● **WHAT IS BEING ASKED**
In the passage on WBP2 protein expression in breast cancer, what two filters were used to select the differentially expressed genes?

Higher WBP2 protein expression is associated with higher WBP2 mRNA and copy number alterations, as well as breast cancer progression in TCGA BRCA (A) TCGA BRCA samples were arranged according to WBP2 protein z‐scores and stratified into two groups according to their median (vertical lines). The two groups are termed as ‘WBP2p_low’ (green triangle) and ‘WBP2p_high’ (red dot). (B) Comparison of (i) WBP2 protein z‐scores and (ii) log2(WBP2 mRNA expression) ***P < 0.001 (unpaired t‐test) (C) Percentage of samples in each stage of American Joint Committee on Cancer (AJCC) stage code was computed and plotted on a bar char. Chi‐squared test was performed to determine the statistical significance. (D) Workflow to filter and select the DEGs in WBP2p_high and WBP2p_low groups. The significance of DEGs in the two groups was derived from Student's t‐test.

To delineate potential mechanisms regulated by WBP2, we analyzed the signaling network associated with WBP2 protein expression in TCGA BRCA. Since transcriptional regulation is a primary consequence of a myriad of signaling pathway activation [43], we analyzed the DEGs between WBP2p_low and WBP2p_high groups will reflect the signaling network associated with WBP2 protein levels. The DEGs in both WBP2p_low and WBP2p_high groups were selected based on the following two filters: (a) P ≤ 0.05 and (b) |log2FC| ≥ 0.3 [i.e., fold change (FC) > 1.23] (Fig. 2D and Table S4). The fold change in 1.23 is well within the benchmark that is widely adopted in transcriptomic studies [26, 44, 45]. Enrichment analysis of selected DEGs revealed that WBP2 is involved in multiple signaling pathways (Table 1). Several pathways such as Wnt [17, 22, 26] and EGFR [39] had been previously reported to be associated with WBP2, thereby increasing the validity of this integrated proteogenomic study. Additionally, other novel pathways were also revealed to be linked to WBP2, such as cadherin signaling, gonadotropin‐releasing hormone receptor, and integrin and p53 pathways. Interestingly, gene ontology analysis showed WBP2 protein expression to be associated with DEGs involved in inflammatory pathways such as chemokine and cytokine signaling, TGFβ signaling, and Toll receptor pathway (Table 1). This finding coincides with our previous RNA‐Seq analysis in which WBP2 was implicated in various inflammatory response pathways such as TNF signaling, cytokine–cytokine receptor interaction, NF‐κB pathway, and Toll‐like signaling [26].

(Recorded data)
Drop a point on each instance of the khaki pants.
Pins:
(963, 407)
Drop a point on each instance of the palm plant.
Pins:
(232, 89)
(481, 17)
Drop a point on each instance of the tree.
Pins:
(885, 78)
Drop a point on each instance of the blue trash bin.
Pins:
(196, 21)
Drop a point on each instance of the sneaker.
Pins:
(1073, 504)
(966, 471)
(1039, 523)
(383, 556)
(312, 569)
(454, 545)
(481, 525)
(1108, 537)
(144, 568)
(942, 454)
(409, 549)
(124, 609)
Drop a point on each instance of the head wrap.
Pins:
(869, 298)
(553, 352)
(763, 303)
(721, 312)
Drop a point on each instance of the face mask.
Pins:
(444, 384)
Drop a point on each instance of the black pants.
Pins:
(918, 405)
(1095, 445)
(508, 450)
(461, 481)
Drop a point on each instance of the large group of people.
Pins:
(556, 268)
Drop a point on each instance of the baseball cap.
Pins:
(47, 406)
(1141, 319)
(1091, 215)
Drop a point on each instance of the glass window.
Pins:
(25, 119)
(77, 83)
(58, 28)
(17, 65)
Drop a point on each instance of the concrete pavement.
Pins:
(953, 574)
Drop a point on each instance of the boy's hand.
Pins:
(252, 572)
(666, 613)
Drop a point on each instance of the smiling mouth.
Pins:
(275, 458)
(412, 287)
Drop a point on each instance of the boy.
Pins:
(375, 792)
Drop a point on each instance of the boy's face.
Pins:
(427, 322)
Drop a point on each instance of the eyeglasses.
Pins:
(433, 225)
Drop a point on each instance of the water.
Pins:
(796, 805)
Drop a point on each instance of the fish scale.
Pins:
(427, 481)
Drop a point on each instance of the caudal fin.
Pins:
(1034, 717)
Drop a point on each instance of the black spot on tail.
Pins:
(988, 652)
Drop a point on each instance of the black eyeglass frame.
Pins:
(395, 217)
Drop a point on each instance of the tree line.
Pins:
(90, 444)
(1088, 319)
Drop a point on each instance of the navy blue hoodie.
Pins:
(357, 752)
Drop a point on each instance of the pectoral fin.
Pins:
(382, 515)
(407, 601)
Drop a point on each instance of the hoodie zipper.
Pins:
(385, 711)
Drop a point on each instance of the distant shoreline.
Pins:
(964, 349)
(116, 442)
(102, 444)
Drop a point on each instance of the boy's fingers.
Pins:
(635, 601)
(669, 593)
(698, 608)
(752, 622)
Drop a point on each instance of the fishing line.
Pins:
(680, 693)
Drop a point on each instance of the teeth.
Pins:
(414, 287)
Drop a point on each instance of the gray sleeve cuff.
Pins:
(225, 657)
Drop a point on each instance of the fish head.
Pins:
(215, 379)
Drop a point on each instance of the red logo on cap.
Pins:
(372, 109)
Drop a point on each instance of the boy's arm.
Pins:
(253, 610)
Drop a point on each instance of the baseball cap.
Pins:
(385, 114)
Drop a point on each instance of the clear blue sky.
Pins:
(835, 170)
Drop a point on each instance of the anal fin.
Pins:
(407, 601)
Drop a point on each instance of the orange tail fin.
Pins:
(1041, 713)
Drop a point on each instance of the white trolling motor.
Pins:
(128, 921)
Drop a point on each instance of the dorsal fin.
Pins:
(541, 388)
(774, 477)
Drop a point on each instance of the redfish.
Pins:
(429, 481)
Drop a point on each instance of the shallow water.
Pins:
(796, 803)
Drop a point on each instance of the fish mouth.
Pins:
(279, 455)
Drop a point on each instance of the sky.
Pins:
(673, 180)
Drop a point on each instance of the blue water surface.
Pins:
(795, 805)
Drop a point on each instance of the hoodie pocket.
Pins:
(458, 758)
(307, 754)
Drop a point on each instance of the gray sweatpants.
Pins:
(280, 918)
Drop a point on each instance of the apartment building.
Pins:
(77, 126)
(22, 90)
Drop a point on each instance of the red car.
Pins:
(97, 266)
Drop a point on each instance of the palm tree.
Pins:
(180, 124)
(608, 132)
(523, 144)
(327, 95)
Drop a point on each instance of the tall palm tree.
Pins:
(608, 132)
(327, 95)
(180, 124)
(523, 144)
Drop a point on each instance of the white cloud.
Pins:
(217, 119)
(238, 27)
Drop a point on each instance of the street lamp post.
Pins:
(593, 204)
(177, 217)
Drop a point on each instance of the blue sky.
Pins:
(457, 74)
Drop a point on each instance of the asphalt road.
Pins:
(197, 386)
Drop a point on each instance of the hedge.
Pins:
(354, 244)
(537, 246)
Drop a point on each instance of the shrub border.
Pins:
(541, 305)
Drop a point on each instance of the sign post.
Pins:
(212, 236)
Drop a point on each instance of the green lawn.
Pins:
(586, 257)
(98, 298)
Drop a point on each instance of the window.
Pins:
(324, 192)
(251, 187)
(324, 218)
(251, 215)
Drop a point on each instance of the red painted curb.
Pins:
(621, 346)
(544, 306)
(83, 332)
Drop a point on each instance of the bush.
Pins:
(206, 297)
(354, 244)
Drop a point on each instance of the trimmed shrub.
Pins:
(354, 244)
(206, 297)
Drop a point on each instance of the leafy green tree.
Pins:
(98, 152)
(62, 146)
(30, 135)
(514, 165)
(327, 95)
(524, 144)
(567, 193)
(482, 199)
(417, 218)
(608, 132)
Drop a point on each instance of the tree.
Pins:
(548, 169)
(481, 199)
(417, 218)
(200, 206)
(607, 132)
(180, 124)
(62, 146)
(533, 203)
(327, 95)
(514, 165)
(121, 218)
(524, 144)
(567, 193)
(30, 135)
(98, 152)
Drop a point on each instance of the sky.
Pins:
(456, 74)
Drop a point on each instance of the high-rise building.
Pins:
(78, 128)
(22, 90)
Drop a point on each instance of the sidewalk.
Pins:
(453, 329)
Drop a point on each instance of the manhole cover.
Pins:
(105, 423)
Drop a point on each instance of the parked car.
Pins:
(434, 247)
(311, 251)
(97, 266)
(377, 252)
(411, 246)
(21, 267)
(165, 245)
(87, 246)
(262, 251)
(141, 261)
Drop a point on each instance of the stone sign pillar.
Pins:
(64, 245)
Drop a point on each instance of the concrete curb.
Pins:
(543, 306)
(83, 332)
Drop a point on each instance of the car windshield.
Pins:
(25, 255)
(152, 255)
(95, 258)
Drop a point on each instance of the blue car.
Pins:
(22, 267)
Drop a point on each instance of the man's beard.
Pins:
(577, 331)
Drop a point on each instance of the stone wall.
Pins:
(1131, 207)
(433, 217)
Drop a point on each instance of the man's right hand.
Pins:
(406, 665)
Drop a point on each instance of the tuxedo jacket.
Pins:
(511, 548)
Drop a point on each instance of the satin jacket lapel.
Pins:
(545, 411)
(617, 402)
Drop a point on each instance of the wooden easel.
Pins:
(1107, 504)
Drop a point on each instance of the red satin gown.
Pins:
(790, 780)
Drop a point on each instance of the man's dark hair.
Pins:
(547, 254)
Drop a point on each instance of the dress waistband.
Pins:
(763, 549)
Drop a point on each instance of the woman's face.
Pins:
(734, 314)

● **SOLUTION FOR THIS PROBLEM**
P ≤ 0.05 and |log2FC| ≥ 0.3, which corresponds to a fold change greater than 1.23.